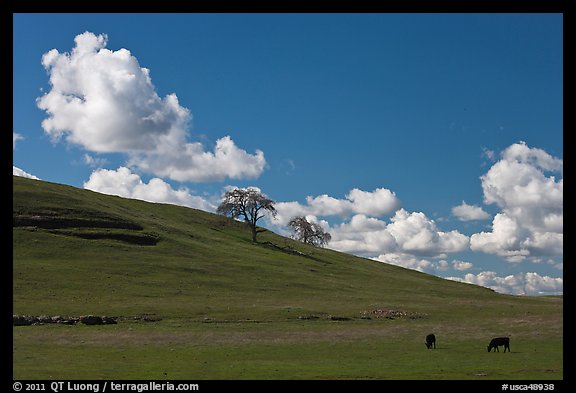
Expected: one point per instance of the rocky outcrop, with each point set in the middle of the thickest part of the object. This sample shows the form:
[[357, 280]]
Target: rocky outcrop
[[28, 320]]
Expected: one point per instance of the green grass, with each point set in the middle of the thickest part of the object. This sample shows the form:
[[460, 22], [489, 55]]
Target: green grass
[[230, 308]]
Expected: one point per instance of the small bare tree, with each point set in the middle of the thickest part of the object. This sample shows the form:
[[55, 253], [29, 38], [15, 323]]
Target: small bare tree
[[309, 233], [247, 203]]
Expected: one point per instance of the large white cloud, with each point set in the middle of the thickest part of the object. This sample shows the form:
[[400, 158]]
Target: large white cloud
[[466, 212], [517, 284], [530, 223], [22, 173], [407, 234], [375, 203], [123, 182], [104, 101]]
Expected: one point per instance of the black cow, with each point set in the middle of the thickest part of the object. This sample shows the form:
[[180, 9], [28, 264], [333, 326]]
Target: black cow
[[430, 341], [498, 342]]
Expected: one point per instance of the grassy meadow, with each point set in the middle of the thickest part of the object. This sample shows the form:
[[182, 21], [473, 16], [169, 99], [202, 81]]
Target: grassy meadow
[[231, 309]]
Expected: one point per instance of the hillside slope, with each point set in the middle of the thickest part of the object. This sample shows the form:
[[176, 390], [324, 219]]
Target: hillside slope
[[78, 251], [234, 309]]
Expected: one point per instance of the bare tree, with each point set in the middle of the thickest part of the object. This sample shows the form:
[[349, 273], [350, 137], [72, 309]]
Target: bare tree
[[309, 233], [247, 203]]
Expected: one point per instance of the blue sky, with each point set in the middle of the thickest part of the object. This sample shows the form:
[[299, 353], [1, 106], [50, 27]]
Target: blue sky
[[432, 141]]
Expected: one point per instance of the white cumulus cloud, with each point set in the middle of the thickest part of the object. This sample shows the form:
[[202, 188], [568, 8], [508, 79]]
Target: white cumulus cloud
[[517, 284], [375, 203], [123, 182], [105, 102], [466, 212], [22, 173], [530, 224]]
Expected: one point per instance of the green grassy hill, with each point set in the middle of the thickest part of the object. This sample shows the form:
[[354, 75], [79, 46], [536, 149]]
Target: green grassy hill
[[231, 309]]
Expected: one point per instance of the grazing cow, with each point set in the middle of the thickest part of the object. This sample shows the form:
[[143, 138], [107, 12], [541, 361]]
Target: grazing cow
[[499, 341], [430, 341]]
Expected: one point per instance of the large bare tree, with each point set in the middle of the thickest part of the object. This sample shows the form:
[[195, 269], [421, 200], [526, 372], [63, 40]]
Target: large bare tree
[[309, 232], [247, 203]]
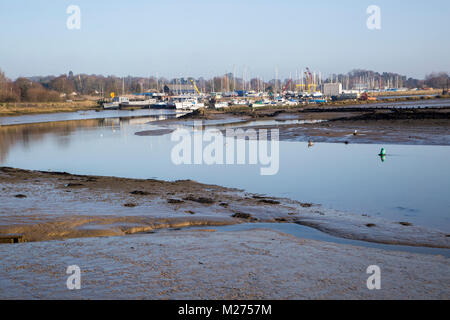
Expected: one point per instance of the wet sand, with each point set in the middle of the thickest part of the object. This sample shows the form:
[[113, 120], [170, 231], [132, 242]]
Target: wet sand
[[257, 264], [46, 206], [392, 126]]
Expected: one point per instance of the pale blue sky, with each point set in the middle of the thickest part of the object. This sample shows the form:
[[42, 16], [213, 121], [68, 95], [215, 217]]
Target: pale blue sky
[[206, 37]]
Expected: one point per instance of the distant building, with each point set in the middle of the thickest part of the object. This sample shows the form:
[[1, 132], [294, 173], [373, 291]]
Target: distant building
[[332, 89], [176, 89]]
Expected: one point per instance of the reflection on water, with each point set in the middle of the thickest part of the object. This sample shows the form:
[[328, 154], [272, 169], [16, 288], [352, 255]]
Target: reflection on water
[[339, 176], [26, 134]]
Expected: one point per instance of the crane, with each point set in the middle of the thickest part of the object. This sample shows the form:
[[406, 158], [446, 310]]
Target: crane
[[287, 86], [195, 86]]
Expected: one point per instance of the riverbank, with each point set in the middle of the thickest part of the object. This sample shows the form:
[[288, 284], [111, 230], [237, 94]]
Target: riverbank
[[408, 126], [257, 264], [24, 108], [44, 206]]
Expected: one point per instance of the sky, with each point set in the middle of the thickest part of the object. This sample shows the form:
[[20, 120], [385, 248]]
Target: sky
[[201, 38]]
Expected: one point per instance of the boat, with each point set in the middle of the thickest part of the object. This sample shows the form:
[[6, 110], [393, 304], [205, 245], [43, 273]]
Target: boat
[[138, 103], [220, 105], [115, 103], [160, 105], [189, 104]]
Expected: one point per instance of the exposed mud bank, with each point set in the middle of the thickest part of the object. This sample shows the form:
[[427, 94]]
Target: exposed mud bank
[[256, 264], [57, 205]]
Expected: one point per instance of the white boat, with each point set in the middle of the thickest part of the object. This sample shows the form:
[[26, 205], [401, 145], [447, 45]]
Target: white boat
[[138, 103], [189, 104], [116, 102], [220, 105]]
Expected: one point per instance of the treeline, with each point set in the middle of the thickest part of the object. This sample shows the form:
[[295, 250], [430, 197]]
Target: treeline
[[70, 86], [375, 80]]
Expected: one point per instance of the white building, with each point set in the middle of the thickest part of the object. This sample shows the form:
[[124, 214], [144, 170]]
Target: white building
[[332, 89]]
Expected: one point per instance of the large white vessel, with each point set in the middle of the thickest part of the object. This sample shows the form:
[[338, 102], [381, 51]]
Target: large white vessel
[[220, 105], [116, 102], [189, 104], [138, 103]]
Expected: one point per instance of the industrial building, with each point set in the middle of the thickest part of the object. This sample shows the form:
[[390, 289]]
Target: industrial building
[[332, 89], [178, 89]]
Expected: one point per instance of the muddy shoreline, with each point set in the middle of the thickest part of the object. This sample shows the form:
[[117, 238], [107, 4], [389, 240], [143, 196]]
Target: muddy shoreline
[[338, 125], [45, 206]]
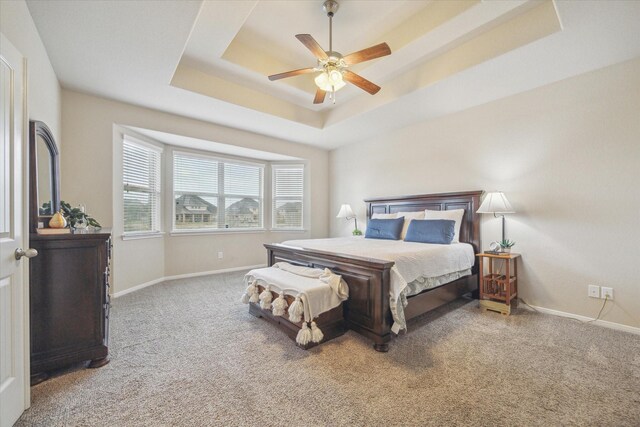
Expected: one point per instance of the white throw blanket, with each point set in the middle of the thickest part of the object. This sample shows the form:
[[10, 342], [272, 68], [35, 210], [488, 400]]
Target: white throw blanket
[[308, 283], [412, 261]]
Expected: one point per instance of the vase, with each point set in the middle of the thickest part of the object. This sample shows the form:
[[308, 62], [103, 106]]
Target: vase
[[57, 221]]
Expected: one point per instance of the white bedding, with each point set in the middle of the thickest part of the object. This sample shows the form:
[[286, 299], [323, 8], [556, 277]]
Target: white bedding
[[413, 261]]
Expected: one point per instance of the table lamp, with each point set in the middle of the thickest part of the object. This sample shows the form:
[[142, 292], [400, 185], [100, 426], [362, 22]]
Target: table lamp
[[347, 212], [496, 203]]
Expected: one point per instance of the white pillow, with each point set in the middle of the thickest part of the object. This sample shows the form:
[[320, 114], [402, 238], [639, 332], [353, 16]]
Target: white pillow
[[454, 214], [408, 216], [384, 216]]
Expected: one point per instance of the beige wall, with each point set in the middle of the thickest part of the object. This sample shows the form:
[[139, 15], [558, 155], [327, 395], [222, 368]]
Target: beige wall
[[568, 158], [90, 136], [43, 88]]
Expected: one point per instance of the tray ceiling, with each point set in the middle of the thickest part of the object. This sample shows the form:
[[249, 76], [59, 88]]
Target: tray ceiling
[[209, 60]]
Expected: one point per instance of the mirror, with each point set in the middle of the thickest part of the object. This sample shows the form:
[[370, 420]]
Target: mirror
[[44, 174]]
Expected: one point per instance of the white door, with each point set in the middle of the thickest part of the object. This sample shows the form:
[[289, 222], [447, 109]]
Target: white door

+ + +

Rewrite the stretch from the line containing "Expected: one point per instance of the sky, with" through the line containing "[[201, 38]]", changing "thickest part" to "widest part" and keeping everything else the same.

Expected: one point per instance of the sky, with each point set in the middle of the widest part of the object. This sample shows the form:
[[20, 120], [385, 248]]
Target: sky
[[201, 38]]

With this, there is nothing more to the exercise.